__Brano selezionato__:
Privilegi e alleanze

Antonella Granaldi: dalle multinazionali al quotidiano

Intervista ad Antonella Granaldi: Diversity, Equity e Inclusion di KPMG
A cura di /della Redazione
18 Dic 2024

Ci parli un po’ di te? Della tua formazione e del tuo percorso lavorativo?

Io nasco nel mondo della formazione, dello sviluppo e della consulenza. Sono psicologa del lavoro e ho sempre voluto approcciarmi al mondo delle risorse umane; questo è stato un po’ il punto fisso nel mio percorso professionale, perché io ho sempre considerato il lavoro come uno strumento di emancipazione personale e di costruzione dell’identità delle persone. Mi occupo di Diversity, Equity e Inclusion dal 2018, quando ancora non si parlava di DE&I, però in un ambito dal respiro internazionale come quello delle Big Four, mi sono approcciata a dei vettori di innovazione anche per il mercato locale. Il ruolo di questo tipo di aziende è anche quello di aiutare poi le altre organizzazioni del tessuto economico italiano a crescere e svilupparsi, questo accade anche nel mondo delle risorse umane.

Quando sei arrivata in azienda sei stata soddisfatta del ruolo che avevi assunto? Le tue aspettative riguardo questo mondo e questa parte delle multinazionali sono state soddisfatte?

Assolutamente sì, perché ho avuto la possibilità di ragionare su delle strategie a trecentosessanta gradi per facilitare e favorire il benessere delle persone, l’inclusione all’interno dell’organizzazione. Sentirsi inclus3 significa sentirsi liber3 di esprimere il proprio talento, di portare la propria identità al lavoro senza paura di essere discriminat3 o giudicat3. Avere la possibilità di lavorare su queste tematiche all’interno delle organizzazioni, per me, è veramente un dono incredibile, sia come persona che come professionista. In questo mi reputo molto fortunata. A prescindere dai venti che soffiano all’esterno, resta all’interno delle organizzazioni un focus sulle persone. promuovendo i valori del rispetto e della sicurezza psicologica, rimanendo aperti al mondo esterno Ma senza distogliere lo sguardo dall’obiettivo. 

Dal 2018, quando ancora non si parlava di DE&I, quali sono i cambiamenti principali che hai visto nell’ambito?

__Materiale fornito__:

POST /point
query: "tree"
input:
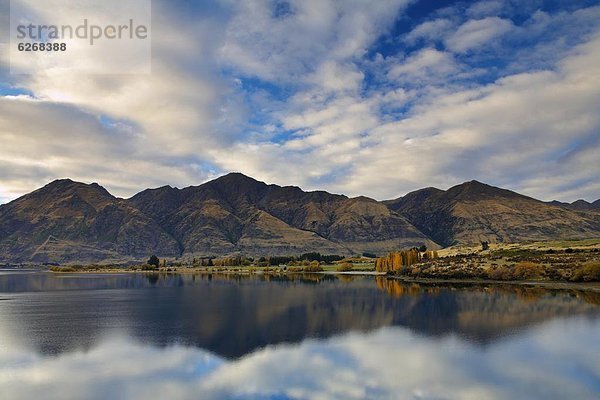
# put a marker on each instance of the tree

__Dettagli del compito__: Elenchi gli ambiti da cui, secondo il brano, Antonella Granaldi dichiara di provenire professionalmente. Per lo svolgimento non occorre consultare i dati.

__Compito svolto__: Formazione, sviluppo e consulenza.